WHAT IS BEING ASKED:
Each record below must be returned exactly as shown.

RECORDS FOR THIS TASK:
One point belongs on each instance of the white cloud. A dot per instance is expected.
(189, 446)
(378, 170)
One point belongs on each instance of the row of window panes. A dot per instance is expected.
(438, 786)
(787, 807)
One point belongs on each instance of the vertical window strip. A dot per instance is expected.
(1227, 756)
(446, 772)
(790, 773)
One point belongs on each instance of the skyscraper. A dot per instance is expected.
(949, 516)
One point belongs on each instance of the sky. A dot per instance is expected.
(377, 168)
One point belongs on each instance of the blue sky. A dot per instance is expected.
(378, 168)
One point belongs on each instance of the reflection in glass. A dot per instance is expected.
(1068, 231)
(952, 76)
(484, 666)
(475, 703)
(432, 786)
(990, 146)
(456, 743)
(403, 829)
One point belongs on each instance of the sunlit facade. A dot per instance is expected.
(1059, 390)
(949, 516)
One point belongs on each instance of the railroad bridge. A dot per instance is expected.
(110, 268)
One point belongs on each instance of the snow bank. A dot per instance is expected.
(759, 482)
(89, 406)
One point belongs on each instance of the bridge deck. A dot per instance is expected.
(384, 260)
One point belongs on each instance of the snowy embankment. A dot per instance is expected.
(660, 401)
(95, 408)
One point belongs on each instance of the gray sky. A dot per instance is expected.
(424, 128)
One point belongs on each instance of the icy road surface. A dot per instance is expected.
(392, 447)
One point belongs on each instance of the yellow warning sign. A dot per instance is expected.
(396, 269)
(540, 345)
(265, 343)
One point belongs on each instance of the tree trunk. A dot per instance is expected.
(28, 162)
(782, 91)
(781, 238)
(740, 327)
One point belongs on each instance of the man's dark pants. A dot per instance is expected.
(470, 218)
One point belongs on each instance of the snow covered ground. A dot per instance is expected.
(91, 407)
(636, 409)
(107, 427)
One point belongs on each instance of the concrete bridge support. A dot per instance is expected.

EXERCISE SOLUTION:
One point belongs on each instance of the white cloud. A dot per instance is expected.
(189, 446)
(378, 170)
One point belongs on each instance of the row of window panes. A dot per instance is expected.
(438, 786)
(787, 807)
One point belongs on each instance of the vertical window strip. A dot per instance is expected.
(1227, 756)
(446, 772)
(790, 773)
One point belongs on each instance of the skyscraper. A dot per instance is expected.
(949, 516)
One point belongs on each instance of the sky. A dot per instance is expected.
(377, 168)
One point belongs on each instance of the blue sky. A dot per instance is expected.
(378, 168)
One point belongs on each instance of the reflection in glass. A dot per instance is expected.
(1068, 231)
(952, 76)
(484, 666)
(475, 703)
(432, 786)
(990, 146)
(456, 743)
(403, 829)
One point belongs on each instance of the sunlit facade. A dot per instance is expected.
(1059, 390)
(949, 516)
One point belongs on each instance of the railroad bridge. A dot per instance is expected.
(110, 268)
One point belongs on each instance of the snow bank. A dot per instance is expected.
(759, 482)
(89, 406)
One point belongs on each instance of the bridge deck. A dot per instance is expected.
(384, 260)
One point belongs on each instance of the snowy embankment. A dot per instance is expected.
(660, 401)
(95, 408)
One point belongs on each instance of the gray sky. A dot per instance is expected.
(424, 128)
One point belongs on each instance of the icy road surface. A dot per instance is expected.
(392, 447)
One point belongs on each instance of the yellow warning sign. A dot per instance is expected.
(396, 269)
(540, 345)
(265, 343)
One point belongs on each instance of the tree trunk. A dot per instance is expected.
(28, 162)
(782, 91)
(781, 238)
(740, 327)
One point belongs on each instance of the man's dark pants. A dot per instance is expected.
(470, 218)
One point belongs on each instance of the snow covered ground. A dot per instance is expected.
(91, 407)
(636, 409)
(107, 427)
One point belongs on each instance of the concrete bridge support. A dot per instance is expected.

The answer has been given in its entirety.